Data to examine
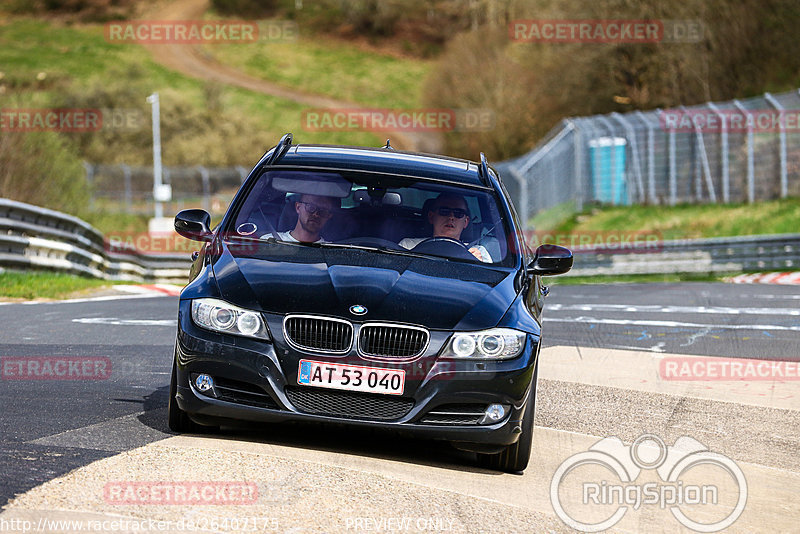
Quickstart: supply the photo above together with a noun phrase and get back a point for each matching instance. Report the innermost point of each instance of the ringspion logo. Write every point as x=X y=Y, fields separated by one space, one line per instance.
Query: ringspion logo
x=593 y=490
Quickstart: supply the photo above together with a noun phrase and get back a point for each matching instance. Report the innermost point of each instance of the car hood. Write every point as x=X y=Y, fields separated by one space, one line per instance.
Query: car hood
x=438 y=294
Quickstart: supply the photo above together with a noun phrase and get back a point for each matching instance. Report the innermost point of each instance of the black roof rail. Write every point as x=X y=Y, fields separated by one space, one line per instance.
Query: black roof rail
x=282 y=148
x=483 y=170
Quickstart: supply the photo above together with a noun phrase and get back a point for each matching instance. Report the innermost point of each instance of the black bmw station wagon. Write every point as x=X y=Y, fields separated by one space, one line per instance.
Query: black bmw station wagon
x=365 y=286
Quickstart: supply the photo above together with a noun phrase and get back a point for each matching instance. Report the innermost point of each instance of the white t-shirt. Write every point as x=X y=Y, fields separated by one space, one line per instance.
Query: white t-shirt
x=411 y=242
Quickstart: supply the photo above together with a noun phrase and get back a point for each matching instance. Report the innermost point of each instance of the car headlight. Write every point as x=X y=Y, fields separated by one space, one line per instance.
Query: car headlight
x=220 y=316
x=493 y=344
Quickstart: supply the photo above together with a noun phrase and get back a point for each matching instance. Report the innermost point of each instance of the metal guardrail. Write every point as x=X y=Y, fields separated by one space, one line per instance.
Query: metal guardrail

Your objective
Scan the entries above for the word "Quickstart". Report the lines that hold it.

Answer to this task
Quickstart: supply the photo above together with a noun phrase and get back a point for each matching instance. Report the innermost point of each instance of the ringspion logo. Write every point as x=X y=Y, fields separated by one space, one line per instance.
Quickstart: supply the photo above together with a noun phrase and get back a point for each matching instance. Report the innermost point of each instance of the car hood. Write every point as x=X y=Y, fields separated by one space, one line per instance.
Quickstart: supply the photo above together with a noun phrase and get back a point for each matching instance. Report the innermost point of each instance of the black roof rail. Write every point as x=X y=Y, fields separated by one space, one line per instance.
Quickstart: supply the photo above together with a noun phrase and get back a point for each matching instance. Report the innermost point of each instance of the black bmw station wagon. Write every point as x=X y=Y, fields separated by one space, one line per instance.
Quickstart: supply the photo above together with a noun phrase and get back a point for each matching instance. Report the innermost point of each instance of the white t-shirt. Write every point as x=X y=Y, fields separated by one space, one line per instance.
Quickstart: supply the photo above together with a noun phrase and get back a point for each matching instance. Report the innermost point of each instance of the car headlight. Write every point as x=X y=Y, fields separated by one space, one line per instance.
Quickstart: supply the photo above together with a noun phrase and get back a point for each matching instance. Report the innermost point of each instance of the metal guardrail. Write every point as x=X y=Y, fields separated by one space, one line per instance.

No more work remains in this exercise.